[Excerpts from point annotation data]
********

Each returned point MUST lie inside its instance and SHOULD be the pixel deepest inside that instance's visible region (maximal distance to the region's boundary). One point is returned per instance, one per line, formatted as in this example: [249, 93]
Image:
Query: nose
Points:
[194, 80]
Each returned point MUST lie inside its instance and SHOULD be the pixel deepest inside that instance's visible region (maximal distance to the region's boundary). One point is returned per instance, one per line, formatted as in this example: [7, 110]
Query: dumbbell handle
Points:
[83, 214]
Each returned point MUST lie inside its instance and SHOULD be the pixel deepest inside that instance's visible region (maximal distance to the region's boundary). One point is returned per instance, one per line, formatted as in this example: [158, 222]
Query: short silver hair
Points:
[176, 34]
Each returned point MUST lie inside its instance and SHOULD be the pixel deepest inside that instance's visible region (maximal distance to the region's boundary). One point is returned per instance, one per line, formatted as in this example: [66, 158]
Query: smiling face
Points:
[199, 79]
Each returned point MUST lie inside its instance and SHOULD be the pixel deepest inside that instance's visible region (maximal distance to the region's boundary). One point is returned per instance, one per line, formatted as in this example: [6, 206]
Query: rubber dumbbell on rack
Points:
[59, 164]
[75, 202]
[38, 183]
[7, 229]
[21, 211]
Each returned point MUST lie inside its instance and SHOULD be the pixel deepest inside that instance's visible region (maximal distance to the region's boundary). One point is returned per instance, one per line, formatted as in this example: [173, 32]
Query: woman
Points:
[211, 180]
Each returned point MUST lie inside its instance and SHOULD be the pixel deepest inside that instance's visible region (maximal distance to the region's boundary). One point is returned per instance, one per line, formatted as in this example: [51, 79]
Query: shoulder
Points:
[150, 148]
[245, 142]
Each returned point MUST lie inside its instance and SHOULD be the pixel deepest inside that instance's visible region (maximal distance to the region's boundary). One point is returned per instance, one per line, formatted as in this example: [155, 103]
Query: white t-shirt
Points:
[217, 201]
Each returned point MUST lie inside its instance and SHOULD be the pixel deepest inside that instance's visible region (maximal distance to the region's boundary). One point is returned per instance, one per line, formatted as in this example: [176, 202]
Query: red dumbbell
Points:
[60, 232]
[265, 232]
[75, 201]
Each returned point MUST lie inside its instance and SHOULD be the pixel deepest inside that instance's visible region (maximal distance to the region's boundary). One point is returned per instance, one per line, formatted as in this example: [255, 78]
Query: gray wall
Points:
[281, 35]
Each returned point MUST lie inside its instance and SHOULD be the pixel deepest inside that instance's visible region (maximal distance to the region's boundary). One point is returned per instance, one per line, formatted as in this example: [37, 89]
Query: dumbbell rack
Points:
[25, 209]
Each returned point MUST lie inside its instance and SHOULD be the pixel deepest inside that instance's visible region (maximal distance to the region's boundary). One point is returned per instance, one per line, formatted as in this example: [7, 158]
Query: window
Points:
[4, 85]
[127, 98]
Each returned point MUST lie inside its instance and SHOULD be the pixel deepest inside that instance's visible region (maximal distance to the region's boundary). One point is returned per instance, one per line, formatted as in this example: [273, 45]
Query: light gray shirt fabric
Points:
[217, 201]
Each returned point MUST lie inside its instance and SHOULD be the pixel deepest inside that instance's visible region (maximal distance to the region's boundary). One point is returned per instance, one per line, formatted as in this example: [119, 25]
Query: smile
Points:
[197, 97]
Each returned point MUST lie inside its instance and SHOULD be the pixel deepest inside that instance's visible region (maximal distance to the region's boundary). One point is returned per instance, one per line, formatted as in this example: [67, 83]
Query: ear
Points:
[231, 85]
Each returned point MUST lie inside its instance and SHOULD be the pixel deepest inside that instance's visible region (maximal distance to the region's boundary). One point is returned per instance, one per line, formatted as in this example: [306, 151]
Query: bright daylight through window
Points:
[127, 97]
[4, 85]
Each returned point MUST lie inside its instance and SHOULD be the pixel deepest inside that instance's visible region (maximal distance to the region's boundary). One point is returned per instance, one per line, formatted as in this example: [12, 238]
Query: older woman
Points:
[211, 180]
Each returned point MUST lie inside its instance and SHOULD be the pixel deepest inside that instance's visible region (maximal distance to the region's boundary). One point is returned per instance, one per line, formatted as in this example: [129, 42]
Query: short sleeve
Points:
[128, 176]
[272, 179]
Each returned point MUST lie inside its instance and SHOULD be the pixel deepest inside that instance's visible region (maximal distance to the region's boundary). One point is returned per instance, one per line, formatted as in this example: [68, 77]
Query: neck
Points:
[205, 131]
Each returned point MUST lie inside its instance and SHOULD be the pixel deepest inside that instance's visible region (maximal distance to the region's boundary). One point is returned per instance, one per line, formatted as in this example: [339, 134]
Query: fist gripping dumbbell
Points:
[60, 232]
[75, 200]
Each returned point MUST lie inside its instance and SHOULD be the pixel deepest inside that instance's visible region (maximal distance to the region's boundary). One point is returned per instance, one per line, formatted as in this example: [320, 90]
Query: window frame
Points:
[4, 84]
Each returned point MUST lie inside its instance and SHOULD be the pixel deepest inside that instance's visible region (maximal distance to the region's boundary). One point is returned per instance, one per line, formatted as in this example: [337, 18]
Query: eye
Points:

********

### Exercise task:
Put every line of the material above into a numbered list, one line per item, and leave out any blank lines.

### Full solution:
1. Each returned point MUST lie inside its instance and SHOULD be the pixel deepest inside that instance's visible region (maximal distance to the region's boundary). One point is returned per instance, one per line, formatted as in this example: [249, 93]
2. Image:
3. Query: nose
4. Points:
5. [194, 80]
6. Each returned point MUST lie inside its instance and SHOULD be the pixel deepest inside that instance's visible region (maximal distance to the region's boundary). One point is returned per instance, one per line, formatted as in this example: [7, 110]
7. Query: dumbbell handle
8. Points:
9. [83, 214]
10. Each returned point MUST lie inside its instance and SHOULD be the pixel deepest inside that instance's visible region (maximal distance to the region's boundary). One point is returned per instance, one per line, formatted as in this example: [158, 222]
11. Query: short silver hair
12. Points:
13. [176, 34]
14. Each returned point MUST lie inside its instance and SHOULD be the pixel deepest inside that instance's visible region (maximal distance to the region's boundary). One point is returned per instance, one per line, formatted as in this example: [66, 158]
15. Query: smiling face
16. Points:
17. [199, 79]
18. Each returned point MUST lie inside its instance and SHOULD be the pixel deepest inside that instance's visible region (maximal distance to the region's boundary). One point is returned per instance, one per line, formatted as in this example: [6, 206]
19. Query: rubber dumbbell on rack
20. Points:
21. [59, 164]
22. [75, 202]
23. [38, 183]
24. [7, 229]
25. [21, 211]
26. Each returned point MUST lie inside its instance and SHOULD be the pixel deepest inside that instance's visible region (maximal distance to the region's boundary). One point is returned per instance, one per line, formatted as in this example: [173, 32]
27. Query: woman
28. Points:
29. [211, 180]
30. Each returned point MUST lie inside its instance and SHOULD be the pixel deepest inside that instance's visible region (maximal distance to the region's boundary). One point is returned per instance, one per line, formatted as in this example: [51, 79]
31. Query: shoulder
32. Points:
33. [150, 148]
34. [245, 142]
35. Each returned point MUST lie inside its instance and SHOULD be the pixel deepest inside that instance's visible region (maximal distance to the region's boundary). One point is returned per instance, one per line, formatted as in this example: [155, 103]
36. Query: white t-shirt
37. Points:
38. [217, 201]
39. Each returned point MUST lie inside its instance and SHOULD be the pixel deepest inside that instance's visible region (maximal distance to the region's boundary). One point is returned per instance, one per line, formatted as in this example: [176, 202]
40. Query: red dumbbell
41. Points:
42. [60, 232]
43. [265, 232]
44. [75, 201]
45. Each returned point MUST lie inside its instance and SHOULD be the pixel deepest inside that instance's visible region (maximal distance to the region's boundary). One point is returned per instance, one per line, formatted as in this example: [255, 78]
46. Query: gray wall
47. Points:
48. [281, 35]
49. Each returned point MUST lie inside its instance and SHOULD be the pixel deepest inside that instance's visible region (maximal distance to the region's boundary). One point is returned per instance, one per line, formatted as in this example: [37, 89]
50. Query: dumbbell rack
51. Points:
52. [25, 209]
53. Each returned point MUST lie inside its instance and SHOULD be the pixel deepest inside that instance's visible region (maximal distance to the region's boundary). One point is returned per instance, one per line, formatted as in this example: [7, 158]
54. Query: window
55. Points:
56. [4, 85]
57. [127, 98]
58. Each returned point MUST lie inside its instance and SHOULD be the pixel deepest inside that instance's visible region (maximal distance to the region's boundary). One point is returned per instance, one per line, formatted as in this example: [273, 45]
59. Query: light gray shirt fabric
60. Points:
61. [217, 201]
62. Each returned point MUST lie inside its instance and SHOULD be the pixel deepest inside that instance's visible region (maximal distance to the region's boundary). One point is returned per instance, one per line, formatted as in this example: [119, 25]
63. Query: smile
64. Points:
65. [197, 97]
66. Each returned point MUST lie inside its instance and SHOULD be the pixel deepest inside that instance's visible region (maximal distance to the region's boundary). One point is returned per instance, one per line, formatted as in this example: [67, 83]
67. Query: ear
68. Points:
69. [231, 85]
70. Each returned point MUST lie inside its instance and SHOULD be the pixel deepest inside that instance's visible region (maximal distance to the region's boundary). One point is returned per instance, one per line, formatted as in this example: [306, 151]
71. Query: bright daylight through window
72. Points:
73. [127, 97]
74. [4, 85]
75. Each returned point MUST lie inside its instance and SHOULD be the pixel deepest inside that instance's visible region (maximal distance to the region's boundary). One point is returned per instance, one per line, formatted as in this example: [12, 238]
76. Query: older woman
77. Points:
78. [211, 180]
79. Each returned point MUST lie inside its instance and SHOULD be the pixel deepest inside that instance's visible region (maximal distance to the region's boundary). One point is returned per instance, one per line, formatted as in this example: [129, 42]
80. Query: short sleeve
81. Points:
82. [128, 176]
83. [272, 179]
84. Each returned point MUST lie inside its instance and SHOULD be the pixel deepest inside that instance's visible region (maximal distance to the region's boundary). One point is returned per instance, one per line, formatted as in this example: [68, 77]
85. Query: neck
86. Points:
87. [205, 131]
88. Each returned point MUST lie inside its instance and SHOULD be the pixel deepest inside that instance's visible region (maximal distance to the region's boundary). One point is returned per instance, one per line, formatted as in this example: [339, 134]
89. Query: fist gripping dumbbell
90. Points:
91. [60, 232]
92. [75, 200]
93. Each returned point MUST lie inside its instance and SHOULD be the pixel deepest inside that instance's visible region (maximal distance to the region's boundary). One point is returned per instance, one per line, formatted as in this example: [320, 90]
94. Query: window frame
95. Points:
96. [4, 84]
97. Each returned point MUST lie inside its instance and SHOULD be the pixel deepest inside that instance's visible region (maximal distance to the region's boundary). One point is returned per instance, one per line, formatted as in this example: [337, 18]
98. Query: eye
99. Points:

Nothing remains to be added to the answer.